- [Task instructions]: Within the records below, find the line containing "positive clicks: (175, 19) (172, 19)". Reproduce it and each line after it exactly, and nothing else.

-=-=-=-=-

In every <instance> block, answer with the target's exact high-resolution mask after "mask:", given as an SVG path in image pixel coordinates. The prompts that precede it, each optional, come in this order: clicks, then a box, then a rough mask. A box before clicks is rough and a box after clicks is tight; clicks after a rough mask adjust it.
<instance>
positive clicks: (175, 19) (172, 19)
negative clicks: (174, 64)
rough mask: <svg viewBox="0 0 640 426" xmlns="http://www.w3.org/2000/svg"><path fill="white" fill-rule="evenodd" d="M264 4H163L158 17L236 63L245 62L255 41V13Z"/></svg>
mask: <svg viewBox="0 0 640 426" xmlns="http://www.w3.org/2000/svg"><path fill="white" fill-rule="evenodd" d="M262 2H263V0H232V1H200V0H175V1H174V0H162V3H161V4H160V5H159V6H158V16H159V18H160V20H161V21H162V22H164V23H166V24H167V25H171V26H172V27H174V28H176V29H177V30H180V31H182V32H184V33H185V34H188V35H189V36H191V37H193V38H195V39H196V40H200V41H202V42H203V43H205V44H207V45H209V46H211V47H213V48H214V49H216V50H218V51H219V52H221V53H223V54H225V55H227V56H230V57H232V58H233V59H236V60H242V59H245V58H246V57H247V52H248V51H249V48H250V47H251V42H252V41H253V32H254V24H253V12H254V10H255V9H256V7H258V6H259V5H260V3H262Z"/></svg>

-=-=-=-=-

- [Exercise response]:
positive clicks: (175, 19) (172, 19)
negative clicks: (174, 64)
rough mask: <svg viewBox="0 0 640 426" xmlns="http://www.w3.org/2000/svg"><path fill="white" fill-rule="evenodd" d="M264 4H163L158 17L236 63L245 62L255 41V13Z"/></svg>
mask: <svg viewBox="0 0 640 426" xmlns="http://www.w3.org/2000/svg"><path fill="white" fill-rule="evenodd" d="M262 2H263V0H232V1H200V0H175V1H174V0H162V3H161V4H160V5H159V6H158V16H159V18H160V20H161V21H162V22H164V23H166V24H167V25H171V26H172V27H174V28H176V29H177V30H180V31H182V32H184V33H185V34H188V35H189V36H191V37H193V38H195V39H196V40H200V41H202V42H203V43H205V44H207V45H209V46H211V47H213V48H214V49H216V50H218V51H219V52H221V53H223V54H225V55H227V56H230V57H232V58H233V59H236V60H242V59H245V58H246V57H247V52H248V51H249V48H250V47H251V42H252V41H253V32H254V24H253V12H254V10H255V9H256V7H258V6H259V5H260V3H262Z"/></svg>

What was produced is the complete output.